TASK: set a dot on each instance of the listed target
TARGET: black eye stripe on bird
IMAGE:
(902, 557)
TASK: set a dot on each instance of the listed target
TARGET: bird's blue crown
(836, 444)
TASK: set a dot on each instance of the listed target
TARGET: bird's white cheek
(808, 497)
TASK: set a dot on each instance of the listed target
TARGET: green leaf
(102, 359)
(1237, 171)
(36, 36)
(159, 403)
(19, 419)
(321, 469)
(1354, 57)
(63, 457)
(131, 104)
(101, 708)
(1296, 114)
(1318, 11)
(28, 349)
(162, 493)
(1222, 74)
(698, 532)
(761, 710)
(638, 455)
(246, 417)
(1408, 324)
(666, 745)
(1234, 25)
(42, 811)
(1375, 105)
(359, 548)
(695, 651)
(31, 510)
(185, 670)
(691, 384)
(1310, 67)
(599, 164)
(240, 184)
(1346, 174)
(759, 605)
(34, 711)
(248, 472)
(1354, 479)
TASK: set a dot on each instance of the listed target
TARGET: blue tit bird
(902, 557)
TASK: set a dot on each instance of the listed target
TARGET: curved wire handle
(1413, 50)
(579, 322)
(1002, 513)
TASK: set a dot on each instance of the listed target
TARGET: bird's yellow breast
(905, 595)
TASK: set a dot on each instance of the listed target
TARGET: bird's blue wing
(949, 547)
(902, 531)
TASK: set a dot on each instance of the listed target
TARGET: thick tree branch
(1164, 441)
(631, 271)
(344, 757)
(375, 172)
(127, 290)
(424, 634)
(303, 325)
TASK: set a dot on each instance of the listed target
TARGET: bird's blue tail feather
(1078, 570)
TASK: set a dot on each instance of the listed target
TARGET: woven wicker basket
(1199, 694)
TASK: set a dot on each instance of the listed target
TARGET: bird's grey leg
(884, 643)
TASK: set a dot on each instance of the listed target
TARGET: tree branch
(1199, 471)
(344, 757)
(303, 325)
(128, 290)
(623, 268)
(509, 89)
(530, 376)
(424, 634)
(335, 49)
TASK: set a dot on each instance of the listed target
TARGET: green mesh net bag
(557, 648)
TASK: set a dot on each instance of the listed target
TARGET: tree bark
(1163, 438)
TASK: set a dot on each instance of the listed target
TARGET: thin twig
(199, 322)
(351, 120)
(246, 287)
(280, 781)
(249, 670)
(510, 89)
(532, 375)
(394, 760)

▬▬▬▬▬▬

* [ASSIGNED TASK] Print the data again exactly.

* [WRITTEN RESPONSE]
TASK: set a dot on each instance of the listed target
TARGET: black eye stripe on bird
IMAGE:
(902, 557)
TASK: set a dot on each instance of the listed target
TARGET: bird's blue crown
(836, 444)
TASK: set a dot on each instance of the listed target
TARGET: bird's white cheek
(808, 497)
TASK: set a dot on each instance of the listed target
TARGET: green leaf
(102, 359)
(1237, 171)
(36, 36)
(159, 403)
(19, 419)
(321, 469)
(1354, 57)
(63, 457)
(131, 104)
(101, 708)
(1296, 114)
(1318, 11)
(28, 349)
(162, 493)
(1222, 74)
(698, 532)
(761, 710)
(638, 455)
(246, 417)
(1408, 324)
(666, 745)
(1234, 25)
(42, 811)
(1375, 105)
(359, 548)
(695, 651)
(31, 510)
(185, 670)
(691, 384)
(1310, 67)
(599, 164)
(240, 184)
(1346, 174)
(759, 605)
(34, 711)
(248, 472)
(1354, 479)
TASK: set a dot on each instance of the listed target
TARGET: blue tit bird
(902, 557)
TASK: set a dot on each instance of the listed target
TARGET: curved wire handle
(1413, 50)
(579, 322)
(1002, 513)
TASK: set a dot on each instance of the listed target
TARGET: bird's yellow breast
(905, 595)
TASK: set a dot on each instance of the listed target
TARGET: bird's blue wing
(949, 547)
(902, 531)
TASK: set a dot on each instance of the listed target
TARGET: thick tree branch
(1164, 441)
(631, 271)
(344, 757)
(375, 172)
(127, 290)
(424, 634)
(303, 325)
TASK: set a dot on each instance of the listed target
TARGET: bird's blue tail feather
(1078, 570)
TASK: set a dot on each instance of the listed target
TARGET: woven wicker basket
(1199, 694)
TASK: set a dot on each instance of the listed target
TARGET: bird's grey leg
(884, 643)
TASK: set a dot on each instance of the listed target
TARGET: tree branch
(1199, 471)
(344, 757)
(303, 325)
(128, 290)
(623, 268)
(509, 89)
(530, 376)
(424, 634)
(335, 49)
TASK: set a dot on each instance of the listed target
TARGET: green mesh net bag
(557, 648)
TASK: set a dot on each instance of the listed target
TARGET: tree bark
(1163, 438)
TASK: set a dot on each instance of the listed target
TARGET: thin twig
(199, 322)
(351, 120)
(246, 287)
(280, 781)
(249, 670)
(510, 89)
(532, 375)
(394, 760)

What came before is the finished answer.